#### DIRECTIONS
Repeat everything in the listing exactly, except for the images.

+++ EXERCISE DATA +++

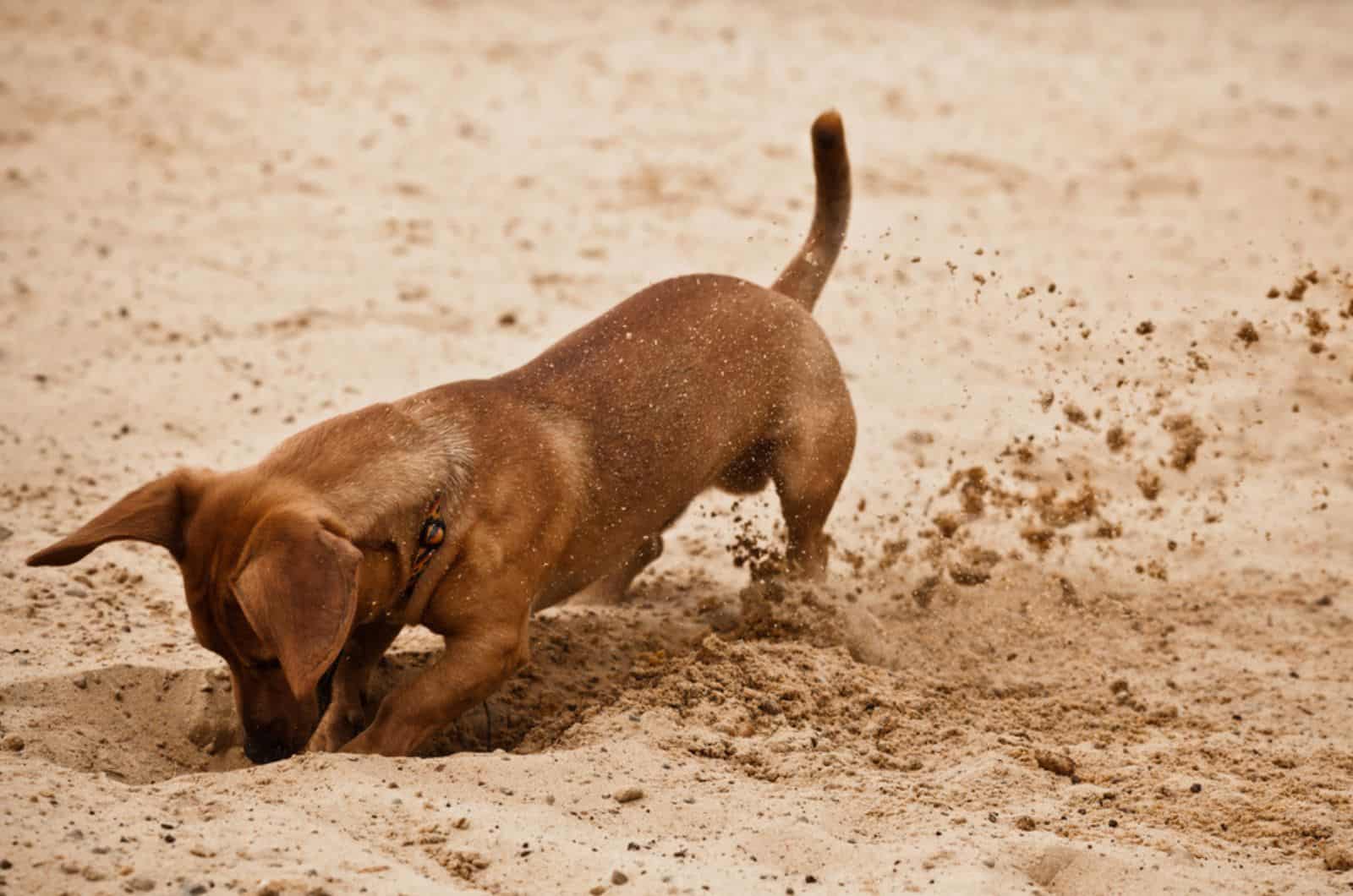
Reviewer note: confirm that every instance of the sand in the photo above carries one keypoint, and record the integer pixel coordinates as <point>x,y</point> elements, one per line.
<point>1089,624</point>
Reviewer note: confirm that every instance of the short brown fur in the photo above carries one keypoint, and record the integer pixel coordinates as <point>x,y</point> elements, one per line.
<point>556,478</point>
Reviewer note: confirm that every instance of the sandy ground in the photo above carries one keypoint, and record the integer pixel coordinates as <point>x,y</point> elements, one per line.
<point>1089,628</point>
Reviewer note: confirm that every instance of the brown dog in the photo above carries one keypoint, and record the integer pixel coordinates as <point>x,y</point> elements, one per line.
<point>467,506</point>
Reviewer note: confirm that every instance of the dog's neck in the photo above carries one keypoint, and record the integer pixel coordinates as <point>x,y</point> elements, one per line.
<point>432,535</point>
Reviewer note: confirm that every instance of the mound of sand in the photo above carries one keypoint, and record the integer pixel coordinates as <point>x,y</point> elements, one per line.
<point>1088,620</point>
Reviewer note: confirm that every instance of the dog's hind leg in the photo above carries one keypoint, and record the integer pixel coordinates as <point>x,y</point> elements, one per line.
<point>808,467</point>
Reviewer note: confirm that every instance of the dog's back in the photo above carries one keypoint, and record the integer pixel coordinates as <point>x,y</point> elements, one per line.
<point>705,380</point>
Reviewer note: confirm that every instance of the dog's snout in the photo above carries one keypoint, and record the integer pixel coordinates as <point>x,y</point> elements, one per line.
<point>266,749</point>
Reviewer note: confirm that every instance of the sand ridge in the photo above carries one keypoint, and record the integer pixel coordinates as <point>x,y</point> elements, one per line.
<point>1088,621</point>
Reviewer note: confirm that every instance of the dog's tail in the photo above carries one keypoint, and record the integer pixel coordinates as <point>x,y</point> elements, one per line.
<point>802,279</point>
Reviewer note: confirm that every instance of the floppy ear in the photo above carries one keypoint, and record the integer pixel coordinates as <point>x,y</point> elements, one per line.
<point>152,513</point>
<point>299,592</point>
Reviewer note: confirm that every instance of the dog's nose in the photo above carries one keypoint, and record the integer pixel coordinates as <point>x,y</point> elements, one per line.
<point>264,750</point>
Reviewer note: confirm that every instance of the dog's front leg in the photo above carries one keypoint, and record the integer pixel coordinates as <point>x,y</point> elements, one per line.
<point>347,713</point>
<point>471,668</point>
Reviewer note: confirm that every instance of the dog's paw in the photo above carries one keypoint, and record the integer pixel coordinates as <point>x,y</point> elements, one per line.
<point>333,733</point>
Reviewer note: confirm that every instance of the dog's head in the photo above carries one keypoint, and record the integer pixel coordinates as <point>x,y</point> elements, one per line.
<point>271,585</point>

+++

#### WRITTEN REPLY
Reviewer note: confirm that every instance of the sand in the photo above carries one keypoint, and record the integer pixel coordinates as <point>x,y</point> elements, one per line.
<point>1089,624</point>
Reviewer note: confirm that every instance of the short brown fur in the photo above carries one keypoint, and record the integer pixel coordinates as <point>x,y</point> elements, one per line.
<point>556,478</point>
Reviewer note: confirm that every instance of the sandy ground in the photo above carries one keypoint, and record the integer pixel coordinates as <point>x,y</point> elements, one per line.
<point>1089,628</point>
Reviewer note: confirm that every instance of the brown dog in the photo above carries one keypoint, and record the integer pixel coordinates as <point>x,y</point> elements, one per line.
<point>467,506</point>
Reviewer note: confirm that every instance of the dog's neck in the photo above carries one keypoint, and record the integer pixel coordinates as <point>x,y</point> elements, one per line.
<point>432,535</point>
Reviewer note: confirm that every instance of the mound of sand in the photo above carries one keypoint, and record the integer pixel coordinates as <point>x,y</point> elements, one per line.
<point>1088,620</point>
Reviewer note: confirm that every instance of the dog's hind leg in the photo above carries one keypoint, and record the integer pixel coordinates as <point>x,y</point> elements, one per line.
<point>808,467</point>
Reviewer note: confirm that every instance of the dog's back in the photo above carries one keypoint, and record the integer pixel coordinates as <point>x,y</point> elements, one per line.
<point>705,380</point>
Reviewer note: confirm that every instance of the dog's snout in the photo above carries one keypoint, and record the integer pixel coordinates as <point>x,y</point> elements, one per line.
<point>266,749</point>
Reviewer note: confirm that every instance of the sand ridge in the photo above carries one keypoint, and record the integer pixel coordinates as <point>x,y</point> elements, one per line.
<point>1088,621</point>
Reviewer note: confirm that every instance of the dog's tail in the photo above carries one keypoint, and record the integer pixel coordinates as <point>x,y</point> elements, one per line.
<point>802,279</point>
Reviewer note: confirm that every instance of the floppy ear in the photo above carries one keypoint, and record the integer pixel coordinates as <point>x,y</point> elements, one per line.
<point>152,513</point>
<point>299,592</point>
Reviewer note: confirm that every instance of the dog's nose in the photo above carries one keypoint, and record the integer pixel coordinates as <point>x,y</point> elements, one per line.
<point>264,750</point>
Reviewer note: confirm that every instance of the dog's front leg in the photo above carries one keypoint, and record the integer pixel coordinates as <point>x,y</point> elements, one per line.
<point>347,713</point>
<point>471,668</point>
Reviewer note: confirm that every instance of the dog's paw in the photo above carries one keypoint, and record the integer pixel coordinates as <point>x,y</point> elements, one per line.
<point>333,733</point>
Reviewer note: confirm that every instance of the dog's head in the photo above carries one keypoint, and record the integer pixel coordinates as <point>x,y</point> elements, one per line.
<point>271,585</point>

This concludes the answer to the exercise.